--- START ---

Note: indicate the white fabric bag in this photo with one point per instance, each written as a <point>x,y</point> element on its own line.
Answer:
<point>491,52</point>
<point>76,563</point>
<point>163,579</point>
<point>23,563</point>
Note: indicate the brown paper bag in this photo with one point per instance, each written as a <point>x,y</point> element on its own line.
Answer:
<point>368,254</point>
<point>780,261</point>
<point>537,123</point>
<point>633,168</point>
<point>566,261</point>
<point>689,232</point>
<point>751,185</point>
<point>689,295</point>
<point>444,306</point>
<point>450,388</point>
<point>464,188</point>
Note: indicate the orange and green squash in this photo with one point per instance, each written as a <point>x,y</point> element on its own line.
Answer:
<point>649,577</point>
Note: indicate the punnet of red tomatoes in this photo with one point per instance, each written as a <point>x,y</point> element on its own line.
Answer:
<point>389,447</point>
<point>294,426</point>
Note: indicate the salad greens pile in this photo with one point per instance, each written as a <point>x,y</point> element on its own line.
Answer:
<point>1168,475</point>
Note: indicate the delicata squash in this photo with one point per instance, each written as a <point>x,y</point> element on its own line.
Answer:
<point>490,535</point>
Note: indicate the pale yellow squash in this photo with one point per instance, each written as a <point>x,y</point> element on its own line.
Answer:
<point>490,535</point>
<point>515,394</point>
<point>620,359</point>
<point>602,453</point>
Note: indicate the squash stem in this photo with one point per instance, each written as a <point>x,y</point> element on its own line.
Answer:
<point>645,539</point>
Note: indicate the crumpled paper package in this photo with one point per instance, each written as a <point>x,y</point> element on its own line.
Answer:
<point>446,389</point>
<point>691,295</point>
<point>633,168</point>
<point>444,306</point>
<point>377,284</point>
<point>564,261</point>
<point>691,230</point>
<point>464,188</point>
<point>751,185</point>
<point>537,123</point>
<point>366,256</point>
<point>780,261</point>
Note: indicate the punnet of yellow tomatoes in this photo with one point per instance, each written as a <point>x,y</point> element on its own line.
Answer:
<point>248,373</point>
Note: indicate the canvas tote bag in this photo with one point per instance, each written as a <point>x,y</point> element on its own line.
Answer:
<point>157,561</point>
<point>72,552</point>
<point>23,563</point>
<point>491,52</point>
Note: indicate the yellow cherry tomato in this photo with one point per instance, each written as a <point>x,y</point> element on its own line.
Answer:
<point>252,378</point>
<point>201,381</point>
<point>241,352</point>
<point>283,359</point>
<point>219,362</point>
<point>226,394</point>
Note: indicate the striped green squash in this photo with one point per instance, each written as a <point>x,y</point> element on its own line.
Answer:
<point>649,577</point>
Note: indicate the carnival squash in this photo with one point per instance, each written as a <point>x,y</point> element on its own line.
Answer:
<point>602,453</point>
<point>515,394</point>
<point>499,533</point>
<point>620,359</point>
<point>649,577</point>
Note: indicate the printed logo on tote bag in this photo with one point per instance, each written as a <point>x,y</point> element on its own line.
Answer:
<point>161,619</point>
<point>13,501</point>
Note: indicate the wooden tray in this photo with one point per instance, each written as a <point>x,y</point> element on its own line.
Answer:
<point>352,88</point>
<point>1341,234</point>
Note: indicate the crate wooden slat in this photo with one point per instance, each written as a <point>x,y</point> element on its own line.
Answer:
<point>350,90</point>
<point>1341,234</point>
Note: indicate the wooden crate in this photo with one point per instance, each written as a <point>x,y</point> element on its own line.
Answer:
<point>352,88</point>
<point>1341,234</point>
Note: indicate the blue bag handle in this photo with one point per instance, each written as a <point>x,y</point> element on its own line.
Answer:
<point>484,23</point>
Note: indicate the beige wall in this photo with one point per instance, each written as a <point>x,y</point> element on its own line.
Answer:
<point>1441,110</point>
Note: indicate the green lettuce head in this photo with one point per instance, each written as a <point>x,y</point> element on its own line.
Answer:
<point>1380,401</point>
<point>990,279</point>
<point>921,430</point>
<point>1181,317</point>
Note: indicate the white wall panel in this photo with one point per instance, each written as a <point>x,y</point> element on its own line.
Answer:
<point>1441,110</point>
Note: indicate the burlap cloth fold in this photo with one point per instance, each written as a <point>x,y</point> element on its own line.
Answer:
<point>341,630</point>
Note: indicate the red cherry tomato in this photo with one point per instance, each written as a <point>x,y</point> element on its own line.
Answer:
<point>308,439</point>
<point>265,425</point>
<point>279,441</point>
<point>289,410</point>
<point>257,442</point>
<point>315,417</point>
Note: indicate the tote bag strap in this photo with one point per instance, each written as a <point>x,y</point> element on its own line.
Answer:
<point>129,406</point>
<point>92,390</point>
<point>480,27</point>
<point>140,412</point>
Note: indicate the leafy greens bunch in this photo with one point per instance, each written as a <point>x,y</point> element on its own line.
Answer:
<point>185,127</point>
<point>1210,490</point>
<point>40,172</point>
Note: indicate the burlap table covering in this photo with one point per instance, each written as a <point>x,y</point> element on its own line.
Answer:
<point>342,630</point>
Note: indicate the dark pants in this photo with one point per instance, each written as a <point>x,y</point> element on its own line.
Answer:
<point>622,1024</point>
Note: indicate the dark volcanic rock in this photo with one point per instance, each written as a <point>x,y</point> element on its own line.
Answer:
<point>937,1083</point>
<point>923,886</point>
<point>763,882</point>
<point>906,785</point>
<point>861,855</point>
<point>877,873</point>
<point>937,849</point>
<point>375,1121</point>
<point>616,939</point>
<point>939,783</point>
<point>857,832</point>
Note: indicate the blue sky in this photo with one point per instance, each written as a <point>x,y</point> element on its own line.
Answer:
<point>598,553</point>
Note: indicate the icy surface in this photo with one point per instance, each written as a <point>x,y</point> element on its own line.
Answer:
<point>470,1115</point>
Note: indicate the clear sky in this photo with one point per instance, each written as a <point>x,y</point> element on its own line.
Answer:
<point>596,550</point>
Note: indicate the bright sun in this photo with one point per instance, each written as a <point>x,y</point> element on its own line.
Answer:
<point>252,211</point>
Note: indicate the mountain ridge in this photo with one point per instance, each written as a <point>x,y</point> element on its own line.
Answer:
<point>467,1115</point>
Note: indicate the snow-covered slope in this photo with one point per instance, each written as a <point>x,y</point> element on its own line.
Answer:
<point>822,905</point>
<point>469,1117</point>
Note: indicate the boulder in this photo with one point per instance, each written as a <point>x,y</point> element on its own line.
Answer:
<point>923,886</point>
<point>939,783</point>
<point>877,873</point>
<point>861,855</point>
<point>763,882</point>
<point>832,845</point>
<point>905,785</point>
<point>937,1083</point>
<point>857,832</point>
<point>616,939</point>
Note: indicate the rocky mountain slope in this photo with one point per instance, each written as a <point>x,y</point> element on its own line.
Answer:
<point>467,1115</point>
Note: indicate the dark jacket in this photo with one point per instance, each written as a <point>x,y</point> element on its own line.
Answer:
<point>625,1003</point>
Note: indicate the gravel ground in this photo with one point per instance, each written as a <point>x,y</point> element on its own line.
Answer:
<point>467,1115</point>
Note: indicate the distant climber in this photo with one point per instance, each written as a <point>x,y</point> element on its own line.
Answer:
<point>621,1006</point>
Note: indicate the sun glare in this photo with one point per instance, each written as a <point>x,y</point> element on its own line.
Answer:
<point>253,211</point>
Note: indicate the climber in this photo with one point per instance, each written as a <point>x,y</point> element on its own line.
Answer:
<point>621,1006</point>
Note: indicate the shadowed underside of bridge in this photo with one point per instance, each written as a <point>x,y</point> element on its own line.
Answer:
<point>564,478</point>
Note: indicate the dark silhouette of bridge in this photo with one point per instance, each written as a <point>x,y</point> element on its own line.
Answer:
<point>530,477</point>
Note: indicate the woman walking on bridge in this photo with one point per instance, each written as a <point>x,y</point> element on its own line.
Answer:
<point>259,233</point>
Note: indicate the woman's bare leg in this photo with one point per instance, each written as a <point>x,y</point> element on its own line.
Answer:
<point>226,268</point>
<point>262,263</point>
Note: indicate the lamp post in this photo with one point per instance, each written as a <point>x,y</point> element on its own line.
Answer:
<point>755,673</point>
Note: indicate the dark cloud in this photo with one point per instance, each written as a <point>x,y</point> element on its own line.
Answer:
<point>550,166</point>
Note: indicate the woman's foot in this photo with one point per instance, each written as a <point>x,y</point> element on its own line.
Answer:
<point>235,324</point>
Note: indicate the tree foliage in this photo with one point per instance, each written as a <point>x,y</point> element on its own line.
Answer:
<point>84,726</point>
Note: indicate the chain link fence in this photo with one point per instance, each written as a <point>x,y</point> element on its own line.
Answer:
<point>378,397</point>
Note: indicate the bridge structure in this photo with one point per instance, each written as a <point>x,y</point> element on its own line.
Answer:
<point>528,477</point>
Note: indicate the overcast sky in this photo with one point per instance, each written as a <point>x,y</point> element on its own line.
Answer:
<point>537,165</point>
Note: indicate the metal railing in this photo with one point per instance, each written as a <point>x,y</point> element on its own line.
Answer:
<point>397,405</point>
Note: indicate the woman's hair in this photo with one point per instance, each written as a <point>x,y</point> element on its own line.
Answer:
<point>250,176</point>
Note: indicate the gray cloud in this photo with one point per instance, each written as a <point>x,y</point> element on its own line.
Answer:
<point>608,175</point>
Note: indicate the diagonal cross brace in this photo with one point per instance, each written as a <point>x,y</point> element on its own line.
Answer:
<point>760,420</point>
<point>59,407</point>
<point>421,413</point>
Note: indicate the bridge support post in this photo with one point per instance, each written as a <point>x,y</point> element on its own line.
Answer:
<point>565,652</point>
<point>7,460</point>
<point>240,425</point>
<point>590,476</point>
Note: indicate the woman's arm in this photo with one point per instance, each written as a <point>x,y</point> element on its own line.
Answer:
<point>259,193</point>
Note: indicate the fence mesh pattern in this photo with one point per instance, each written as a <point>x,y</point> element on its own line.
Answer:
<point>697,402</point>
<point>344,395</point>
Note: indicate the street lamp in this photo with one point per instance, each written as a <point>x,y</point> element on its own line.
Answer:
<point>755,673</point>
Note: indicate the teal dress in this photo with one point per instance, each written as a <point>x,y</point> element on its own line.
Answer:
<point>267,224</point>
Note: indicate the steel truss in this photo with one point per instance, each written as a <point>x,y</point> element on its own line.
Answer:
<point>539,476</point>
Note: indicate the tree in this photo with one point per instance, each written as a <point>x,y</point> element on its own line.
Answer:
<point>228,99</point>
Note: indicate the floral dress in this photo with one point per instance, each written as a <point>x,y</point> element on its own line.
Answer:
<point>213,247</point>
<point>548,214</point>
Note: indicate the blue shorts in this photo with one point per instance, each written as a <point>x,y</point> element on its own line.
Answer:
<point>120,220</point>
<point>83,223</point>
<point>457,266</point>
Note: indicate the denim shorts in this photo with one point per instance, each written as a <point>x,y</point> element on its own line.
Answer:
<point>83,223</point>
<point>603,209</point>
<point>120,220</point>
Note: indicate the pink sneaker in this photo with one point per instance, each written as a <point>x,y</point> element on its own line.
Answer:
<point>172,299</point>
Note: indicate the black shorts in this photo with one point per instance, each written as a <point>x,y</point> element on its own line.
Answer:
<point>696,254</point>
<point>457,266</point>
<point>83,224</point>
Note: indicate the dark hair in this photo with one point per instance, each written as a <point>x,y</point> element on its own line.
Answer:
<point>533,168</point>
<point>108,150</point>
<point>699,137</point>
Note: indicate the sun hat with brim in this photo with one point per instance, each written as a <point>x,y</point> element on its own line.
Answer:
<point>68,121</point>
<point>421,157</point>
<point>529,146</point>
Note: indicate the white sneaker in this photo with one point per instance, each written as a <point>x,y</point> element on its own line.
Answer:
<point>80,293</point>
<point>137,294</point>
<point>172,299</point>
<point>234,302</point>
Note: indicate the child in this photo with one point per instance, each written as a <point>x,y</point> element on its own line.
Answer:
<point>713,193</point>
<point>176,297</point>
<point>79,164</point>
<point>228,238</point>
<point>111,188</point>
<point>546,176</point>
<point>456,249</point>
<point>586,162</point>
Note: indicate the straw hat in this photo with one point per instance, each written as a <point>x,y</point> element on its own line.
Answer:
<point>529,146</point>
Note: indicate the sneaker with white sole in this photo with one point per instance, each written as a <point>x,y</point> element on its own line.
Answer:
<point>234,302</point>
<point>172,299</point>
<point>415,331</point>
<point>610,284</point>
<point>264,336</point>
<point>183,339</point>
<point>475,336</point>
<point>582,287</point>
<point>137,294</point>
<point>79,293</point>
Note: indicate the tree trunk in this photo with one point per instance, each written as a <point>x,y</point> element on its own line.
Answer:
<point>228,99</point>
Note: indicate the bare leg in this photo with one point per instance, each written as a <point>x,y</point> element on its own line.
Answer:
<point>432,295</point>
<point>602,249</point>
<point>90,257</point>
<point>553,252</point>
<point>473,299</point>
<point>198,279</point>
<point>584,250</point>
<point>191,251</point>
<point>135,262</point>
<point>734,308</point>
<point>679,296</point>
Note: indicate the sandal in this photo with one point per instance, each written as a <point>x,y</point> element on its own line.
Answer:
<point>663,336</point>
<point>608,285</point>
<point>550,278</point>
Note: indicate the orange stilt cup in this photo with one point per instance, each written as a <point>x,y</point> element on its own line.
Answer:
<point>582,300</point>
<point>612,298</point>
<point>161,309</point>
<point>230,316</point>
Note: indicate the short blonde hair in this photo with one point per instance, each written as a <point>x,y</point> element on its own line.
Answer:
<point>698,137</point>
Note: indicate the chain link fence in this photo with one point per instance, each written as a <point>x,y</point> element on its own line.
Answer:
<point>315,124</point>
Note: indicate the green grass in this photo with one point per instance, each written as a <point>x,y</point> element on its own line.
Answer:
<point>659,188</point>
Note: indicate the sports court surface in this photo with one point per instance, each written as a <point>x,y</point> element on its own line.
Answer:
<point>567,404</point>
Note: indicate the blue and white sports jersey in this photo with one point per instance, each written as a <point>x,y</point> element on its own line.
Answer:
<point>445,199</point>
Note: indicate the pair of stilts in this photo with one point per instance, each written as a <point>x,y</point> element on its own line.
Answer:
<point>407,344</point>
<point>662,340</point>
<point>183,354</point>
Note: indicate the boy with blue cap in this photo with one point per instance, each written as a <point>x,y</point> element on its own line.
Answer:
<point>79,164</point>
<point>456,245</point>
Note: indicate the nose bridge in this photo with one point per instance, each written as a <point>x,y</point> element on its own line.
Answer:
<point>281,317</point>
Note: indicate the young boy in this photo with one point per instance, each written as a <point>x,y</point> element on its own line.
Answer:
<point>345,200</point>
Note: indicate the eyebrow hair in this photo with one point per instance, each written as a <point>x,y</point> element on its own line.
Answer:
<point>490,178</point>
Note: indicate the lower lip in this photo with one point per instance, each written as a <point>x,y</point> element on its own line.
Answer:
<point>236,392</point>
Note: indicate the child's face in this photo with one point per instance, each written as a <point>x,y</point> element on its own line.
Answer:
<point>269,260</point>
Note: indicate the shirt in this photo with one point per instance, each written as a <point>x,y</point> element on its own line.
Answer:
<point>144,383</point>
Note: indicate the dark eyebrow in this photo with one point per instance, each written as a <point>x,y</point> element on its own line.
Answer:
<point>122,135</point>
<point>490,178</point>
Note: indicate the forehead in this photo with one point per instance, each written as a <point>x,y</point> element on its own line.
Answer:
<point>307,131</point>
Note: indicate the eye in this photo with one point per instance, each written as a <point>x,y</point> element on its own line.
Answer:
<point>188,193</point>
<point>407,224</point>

--- END ---

What this task involves
Turn the lines of the records starting at the line containing "Note: indicate the sun glare" and ending at the line containing "<point>537,165</point>" into a numbered list, leaving out any blank lines.

Answer to this problem
1. Note: indicate the sun glare in this photo with one point per instance, each written as a <point>x,y</point> element on its own line.
2. Answer:
3. <point>253,211</point>
4. Note: indicate the climber in this photo with one point per instance, each written as a <point>x,y</point> element on its own line.
5. Answer:
6. <point>621,1006</point>
7. Note: indicate the shadowed underside of bridge in this photo with one point per instance, each written as a <point>x,y</point> element on its own line.
8. Answer:
9. <point>564,478</point>
10. Note: indicate the dark silhouette of bridge in this photo with one point per instance, each written as a <point>x,y</point> element on its own line.
11. Answer:
12. <point>530,477</point>
13. Note: indicate the woman walking on bridge in this photo with one point per instance, each written as a <point>x,y</point> element on its own line.
14. Answer:
15. <point>259,233</point>
16. Note: indicate the woman's bare leg in this photo with one point per instance, each written as a <point>x,y</point> element on its own line.
17. Answer:
18. <point>226,268</point>
19. <point>262,263</point>
20. Note: indicate the lamp post in this photo with one point per instance, each written as a <point>x,y</point> element on its own line.
21. Answer:
22. <point>755,673</point>
23. Note: indicate the dark cloud in this photo with one point per instance, each written as a <point>x,y</point> element on its own line.
24. Answer:
25. <point>550,166</point>
26. Note: indicate the woman's foot in this photo with one point per instance, each written as a <point>x,y</point> element on its own line.
27. Answer:
28. <point>235,324</point>
29. Note: indicate the tree foliage in this photo with one point per instance, each written as a <point>x,y</point> element on its own line.
30. Answer:
31. <point>84,726</point>
32. Note: indicate the chain link fence in this photo with one point per instance, each written as a <point>x,y</point> element on its own line.
33. Answer:
34. <point>378,397</point>
35. Note: indicate the bridge structure in this photo with one point per instance, each written as a <point>x,y</point> element on its own line.
36. Answer:
37. <point>528,477</point>
38. Note: indicate the overcast sky in this photo with one point per instance, each written as a <point>x,y</point> element on its own line.
39. Answer:
40. <point>537,165</point>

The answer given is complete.